> Problem to solve
Your job is to restate each entry word for word.

> Exercise materials
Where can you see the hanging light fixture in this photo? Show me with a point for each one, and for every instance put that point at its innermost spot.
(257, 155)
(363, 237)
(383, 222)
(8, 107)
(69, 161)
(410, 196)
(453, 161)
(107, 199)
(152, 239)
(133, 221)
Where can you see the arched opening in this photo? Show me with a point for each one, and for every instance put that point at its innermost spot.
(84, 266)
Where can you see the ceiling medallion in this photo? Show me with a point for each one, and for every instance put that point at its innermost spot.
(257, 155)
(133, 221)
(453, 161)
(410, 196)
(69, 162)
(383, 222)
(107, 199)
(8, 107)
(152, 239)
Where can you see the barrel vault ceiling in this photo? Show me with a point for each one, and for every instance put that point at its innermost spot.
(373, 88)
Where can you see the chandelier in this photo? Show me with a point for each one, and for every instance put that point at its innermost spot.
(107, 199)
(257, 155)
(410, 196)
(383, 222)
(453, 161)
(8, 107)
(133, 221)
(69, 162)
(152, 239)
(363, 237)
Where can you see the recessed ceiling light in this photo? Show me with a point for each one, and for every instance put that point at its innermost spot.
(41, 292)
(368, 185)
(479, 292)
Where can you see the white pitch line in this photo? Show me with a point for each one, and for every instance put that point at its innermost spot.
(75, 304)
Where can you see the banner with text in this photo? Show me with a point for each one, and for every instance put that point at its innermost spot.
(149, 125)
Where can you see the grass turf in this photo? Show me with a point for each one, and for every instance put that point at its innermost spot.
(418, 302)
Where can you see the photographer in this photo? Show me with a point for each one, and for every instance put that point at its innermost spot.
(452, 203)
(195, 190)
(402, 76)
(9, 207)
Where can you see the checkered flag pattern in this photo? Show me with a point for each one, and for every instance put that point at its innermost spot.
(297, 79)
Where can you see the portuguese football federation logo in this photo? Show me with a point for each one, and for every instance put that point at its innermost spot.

> Task result
Where can you see the hanging light fixture in this photo? Show me with a point for each one, and for every instance put that point at its innermost spot.
(257, 155)
(363, 237)
(383, 222)
(8, 107)
(69, 161)
(410, 196)
(453, 161)
(107, 199)
(152, 239)
(133, 221)
Where can you see the arched opening in this photo? Show me with a point for each one, and for every instance put that point at its innermost spot.
(84, 266)
Where can you see the ceiling medallion in this photo? Show me with a point for each one, and for every instance put that point at its innermost spot.
(257, 155)
(133, 221)
(453, 161)
(410, 196)
(69, 162)
(383, 222)
(107, 199)
(8, 107)
(152, 239)
Where can you see the barrel vault ceiling in this photo? Show me with a point for each one, and for every instance put that point at its innermost spot.
(373, 88)
Where can you see the chandelier in this photo? Show me with a point for each one, and for every instance put that point at its innermost spot.
(107, 199)
(257, 155)
(410, 196)
(383, 222)
(453, 161)
(8, 107)
(133, 221)
(69, 162)
(152, 239)
(363, 237)
Where can you see the recessed ceiling light in this photo? Show me with a point for each one, and for every instance put that point at its innermost spot.
(41, 292)
(368, 185)
(479, 292)
Where can you see the white pitch line in this photo? Show me with a point for each one, and for every instance put that point at its innermost spot.
(75, 304)
Where can you see the banner with text in this photo? Show me with a point for each one, and for every instance put that point at its innermost spot.
(149, 125)
Where can you see the grass turf in this photo? Show me with a point for each one, and for every instance put that point at its innermost spot.
(418, 302)
Where can you see the photographer in this photo? Show me with a point for each one, and for every instance put that point at its innermost spot.
(452, 203)
(195, 190)
(402, 76)
(9, 207)
Where can you see the checkered flag pattern in this photo? Show me with a point for each one, and for every instance put that point at its innermost spot.
(297, 79)
Where can you see the portuguese football federation logo in this photo? Show me with a point for each one, and for every instance put that point at its innermost spot.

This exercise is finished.